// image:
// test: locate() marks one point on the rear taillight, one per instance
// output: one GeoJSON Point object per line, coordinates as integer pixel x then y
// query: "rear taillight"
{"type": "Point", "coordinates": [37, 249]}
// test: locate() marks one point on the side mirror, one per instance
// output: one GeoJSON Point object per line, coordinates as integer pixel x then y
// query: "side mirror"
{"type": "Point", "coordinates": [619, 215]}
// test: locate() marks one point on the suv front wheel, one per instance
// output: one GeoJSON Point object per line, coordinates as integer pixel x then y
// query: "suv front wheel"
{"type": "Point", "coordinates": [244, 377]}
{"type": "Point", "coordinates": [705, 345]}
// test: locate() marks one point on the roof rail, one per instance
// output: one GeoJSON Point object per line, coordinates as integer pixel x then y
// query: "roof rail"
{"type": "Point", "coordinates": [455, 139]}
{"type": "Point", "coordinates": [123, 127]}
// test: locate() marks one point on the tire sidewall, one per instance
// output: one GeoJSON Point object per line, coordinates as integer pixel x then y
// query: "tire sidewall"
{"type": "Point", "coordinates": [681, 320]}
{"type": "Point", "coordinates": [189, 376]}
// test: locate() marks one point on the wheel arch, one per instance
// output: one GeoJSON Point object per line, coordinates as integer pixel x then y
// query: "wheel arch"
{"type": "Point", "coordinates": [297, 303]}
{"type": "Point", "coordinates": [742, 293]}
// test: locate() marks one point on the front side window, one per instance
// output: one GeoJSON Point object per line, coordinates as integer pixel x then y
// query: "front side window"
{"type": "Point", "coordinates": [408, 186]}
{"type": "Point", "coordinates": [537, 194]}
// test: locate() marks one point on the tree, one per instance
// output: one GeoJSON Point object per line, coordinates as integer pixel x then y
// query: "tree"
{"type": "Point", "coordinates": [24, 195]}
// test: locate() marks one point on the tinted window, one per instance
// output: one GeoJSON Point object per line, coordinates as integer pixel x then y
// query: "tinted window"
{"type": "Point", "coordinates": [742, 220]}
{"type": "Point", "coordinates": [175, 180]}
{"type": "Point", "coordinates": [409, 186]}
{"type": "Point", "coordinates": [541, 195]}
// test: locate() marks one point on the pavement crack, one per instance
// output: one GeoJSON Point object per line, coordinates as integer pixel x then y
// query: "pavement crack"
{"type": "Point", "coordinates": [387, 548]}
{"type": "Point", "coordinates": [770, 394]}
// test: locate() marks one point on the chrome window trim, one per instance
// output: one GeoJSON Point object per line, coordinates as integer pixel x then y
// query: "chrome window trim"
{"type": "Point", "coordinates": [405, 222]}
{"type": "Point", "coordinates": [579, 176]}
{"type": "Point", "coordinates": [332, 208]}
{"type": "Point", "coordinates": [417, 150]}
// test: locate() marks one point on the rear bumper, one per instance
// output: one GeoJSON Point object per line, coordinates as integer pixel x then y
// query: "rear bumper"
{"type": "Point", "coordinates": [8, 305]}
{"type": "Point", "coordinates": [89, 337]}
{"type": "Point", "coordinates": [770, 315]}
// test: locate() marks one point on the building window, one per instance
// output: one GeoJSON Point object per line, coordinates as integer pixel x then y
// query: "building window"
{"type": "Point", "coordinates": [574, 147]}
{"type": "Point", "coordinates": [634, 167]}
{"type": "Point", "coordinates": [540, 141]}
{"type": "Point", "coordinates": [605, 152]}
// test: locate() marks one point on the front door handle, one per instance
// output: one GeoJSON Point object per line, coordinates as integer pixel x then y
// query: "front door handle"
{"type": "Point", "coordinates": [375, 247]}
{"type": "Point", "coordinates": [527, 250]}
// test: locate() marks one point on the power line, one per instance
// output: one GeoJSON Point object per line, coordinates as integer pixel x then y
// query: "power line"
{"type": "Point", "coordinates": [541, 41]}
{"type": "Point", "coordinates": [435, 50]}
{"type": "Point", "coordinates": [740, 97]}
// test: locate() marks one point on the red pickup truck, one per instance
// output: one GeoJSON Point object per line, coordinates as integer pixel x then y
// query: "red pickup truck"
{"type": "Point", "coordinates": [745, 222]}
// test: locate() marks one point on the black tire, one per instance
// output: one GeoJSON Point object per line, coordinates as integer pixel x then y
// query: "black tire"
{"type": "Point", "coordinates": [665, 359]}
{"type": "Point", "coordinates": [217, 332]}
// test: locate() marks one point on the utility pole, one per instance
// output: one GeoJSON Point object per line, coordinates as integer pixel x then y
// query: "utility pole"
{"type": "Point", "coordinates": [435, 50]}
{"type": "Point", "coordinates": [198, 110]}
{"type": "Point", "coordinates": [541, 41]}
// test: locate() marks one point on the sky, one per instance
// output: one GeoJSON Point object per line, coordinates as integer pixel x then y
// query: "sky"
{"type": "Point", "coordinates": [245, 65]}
__________
From the line containing "tire, one per instance" down to the last line of the listing above, give every line again exactly, and add nothing.

// test: locate() marks one point on the black tire, one per instance
// output: one GeoJSON Point object per line, coordinates as integer pixel x then y
// query: "black tire"
{"type": "Point", "coordinates": [665, 359]}
{"type": "Point", "coordinates": [217, 332]}
// test: locate() marks one point on the utility pole, one per instance
// output: one GeoJSON Point object per line, coordinates as integer pixel x then y
// query: "utility pole"
{"type": "Point", "coordinates": [435, 50]}
{"type": "Point", "coordinates": [198, 110]}
{"type": "Point", "coordinates": [541, 41]}
// test: locate() marks one point on the sky, one per instance
// output: one GeoJSON Point object per line, coordinates as integer pixel x then y
// query: "sky"
{"type": "Point", "coordinates": [245, 65]}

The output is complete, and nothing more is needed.